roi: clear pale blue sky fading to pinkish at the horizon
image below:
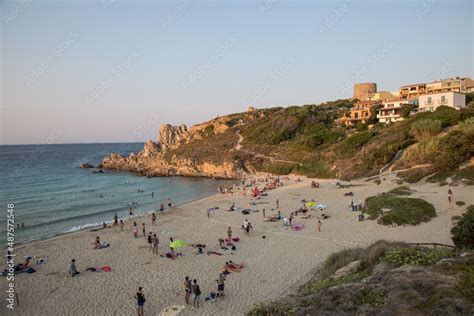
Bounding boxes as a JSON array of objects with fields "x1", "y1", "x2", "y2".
[{"x1": 0, "y1": 0, "x2": 474, "y2": 144}]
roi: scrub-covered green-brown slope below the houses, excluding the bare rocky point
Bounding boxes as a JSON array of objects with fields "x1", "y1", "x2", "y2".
[{"x1": 160, "y1": 94, "x2": 474, "y2": 179}]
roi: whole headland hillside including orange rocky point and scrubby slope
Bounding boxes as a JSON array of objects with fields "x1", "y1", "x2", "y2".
[{"x1": 102, "y1": 96, "x2": 474, "y2": 179}]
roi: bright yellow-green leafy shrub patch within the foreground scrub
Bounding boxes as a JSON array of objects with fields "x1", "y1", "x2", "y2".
[{"x1": 382, "y1": 247, "x2": 453, "y2": 266}]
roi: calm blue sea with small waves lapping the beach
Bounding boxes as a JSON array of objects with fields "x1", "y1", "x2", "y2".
[{"x1": 0, "y1": 143, "x2": 233, "y2": 244}]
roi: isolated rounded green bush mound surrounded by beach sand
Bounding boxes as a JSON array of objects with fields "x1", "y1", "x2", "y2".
[{"x1": 363, "y1": 186, "x2": 436, "y2": 225}]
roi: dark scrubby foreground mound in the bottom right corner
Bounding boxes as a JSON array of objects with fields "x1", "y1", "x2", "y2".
[{"x1": 248, "y1": 241, "x2": 474, "y2": 316}]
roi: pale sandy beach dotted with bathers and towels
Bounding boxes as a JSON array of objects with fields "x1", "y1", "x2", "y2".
[{"x1": 0, "y1": 175, "x2": 474, "y2": 315}]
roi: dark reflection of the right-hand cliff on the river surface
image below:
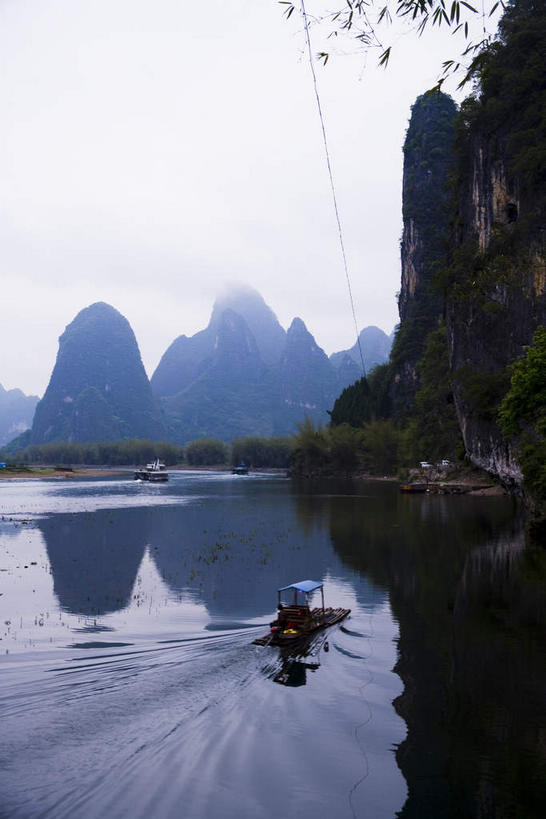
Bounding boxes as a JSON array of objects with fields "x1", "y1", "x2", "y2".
[{"x1": 301, "y1": 480, "x2": 546, "y2": 819}]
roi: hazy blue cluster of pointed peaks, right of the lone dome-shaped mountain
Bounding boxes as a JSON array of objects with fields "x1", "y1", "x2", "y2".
[{"x1": 151, "y1": 287, "x2": 391, "y2": 444}]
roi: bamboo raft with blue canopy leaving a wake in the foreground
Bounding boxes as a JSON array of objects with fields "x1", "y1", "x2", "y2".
[{"x1": 254, "y1": 580, "x2": 351, "y2": 646}]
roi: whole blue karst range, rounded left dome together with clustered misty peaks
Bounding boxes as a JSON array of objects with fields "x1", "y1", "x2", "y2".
[{"x1": 4, "y1": 287, "x2": 391, "y2": 444}]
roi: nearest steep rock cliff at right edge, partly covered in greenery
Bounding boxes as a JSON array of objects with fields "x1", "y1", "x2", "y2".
[{"x1": 447, "y1": 0, "x2": 546, "y2": 485}]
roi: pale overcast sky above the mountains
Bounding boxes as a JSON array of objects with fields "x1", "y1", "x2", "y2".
[{"x1": 0, "y1": 0, "x2": 492, "y2": 395}]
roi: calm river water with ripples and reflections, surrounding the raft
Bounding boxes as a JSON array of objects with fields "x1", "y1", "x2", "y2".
[{"x1": 0, "y1": 472, "x2": 546, "y2": 819}]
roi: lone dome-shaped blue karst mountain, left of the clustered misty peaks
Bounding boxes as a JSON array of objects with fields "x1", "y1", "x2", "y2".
[{"x1": 30, "y1": 302, "x2": 165, "y2": 444}]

# EXERCISE DETAILS
Exactly reproduce each record, leaving out any pictures.

# SOLVED EXERCISE
roi: clear pale blue sky fading to pinkish at the horizon
image below:
Bounding boxes as a JSON array of objects with fields "x1", "y1", "x2", "y2".
[{"x1": 0, "y1": 0, "x2": 474, "y2": 144}]
roi: scrub-covered green-brown slope below the houses, excluding the bare rocky point
Bounding boxes as a JSON array of objects with fields "x1", "y1", "x2", "y2".
[{"x1": 160, "y1": 94, "x2": 474, "y2": 179}]
roi: whole headland hillside including orange rocky point and scrubby slope
Bounding boxes as a JSON array of objects with fields "x1", "y1", "x2", "y2".
[{"x1": 102, "y1": 96, "x2": 474, "y2": 179}]
roi: bright yellow-green leafy shrub patch within the foreground scrub
Bounding boxes as a JSON array of objects with fields "x1", "y1", "x2", "y2".
[{"x1": 382, "y1": 247, "x2": 453, "y2": 266}]
roi: calm blue sea with small waves lapping the beach
Bounding boxes as a JSON array of objects with fields "x1", "y1", "x2", "y2".
[{"x1": 0, "y1": 143, "x2": 233, "y2": 244}]
roi: isolated rounded green bush mound surrounded by beach sand
Bounding boxes as a JSON array of objects with fields "x1", "y1", "x2", "y2".
[{"x1": 363, "y1": 186, "x2": 436, "y2": 225}]
roi: dark scrubby foreground mound in the bottom right corner
Bounding boxes as a JSON array of objects with fields "x1", "y1", "x2", "y2".
[{"x1": 248, "y1": 241, "x2": 474, "y2": 316}]
roi: pale sandy beach dotted with bathers and towels
Bounding boxes as a JSON array of objects with fields "x1", "y1", "x2", "y2".
[{"x1": 0, "y1": 175, "x2": 474, "y2": 315}]
roi: dark reflection of the right-hand cliff on the river surface
image below:
Bounding boxes as a JSON array of objects with fields "x1", "y1", "x2", "y2".
[{"x1": 301, "y1": 480, "x2": 546, "y2": 819}]
roi: hazy blue cluster of pointed peaks, right of the lone dome-shaped mountain
Bounding boxes as a JSON array of objects with fields "x1", "y1", "x2", "y2".
[{"x1": 151, "y1": 287, "x2": 391, "y2": 444}]
roi: bamboo raft with blue canopy leaving a wake in the foreground
Bounding boxes as a JSON array of objects with fields "x1", "y1", "x2", "y2".
[{"x1": 254, "y1": 580, "x2": 351, "y2": 646}]
roi: whole blue karst range, rounded left dome together with clustered misty peaks
Bounding boxes as a JSON array of objects with fields "x1", "y1", "x2", "y2".
[{"x1": 4, "y1": 287, "x2": 391, "y2": 444}]
roi: nearest steep rock cliff at right edge, partly covered in greenery
Bounding boxes as a JSON array of objects with fields "x1", "y1", "x2", "y2".
[{"x1": 447, "y1": 0, "x2": 546, "y2": 485}]
roi: pale overcast sky above the mountains
Bounding boxes as a JSON array of objects with fields "x1", "y1", "x2", "y2".
[{"x1": 0, "y1": 0, "x2": 492, "y2": 395}]
roi: calm river water with ripples and reflections, surrounding the raft
Bounding boxes as a JSON array of objects with fields "x1", "y1", "x2", "y2".
[{"x1": 0, "y1": 472, "x2": 546, "y2": 819}]
roi: lone dome-shaped blue karst mountain, left of the clustered misty peaks
Bounding boxes as a JSON array of objects with fields "x1", "y1", "x2", "y2".
[{"x1": 30, "y1": 302, "x2": 165, "y2": 444}]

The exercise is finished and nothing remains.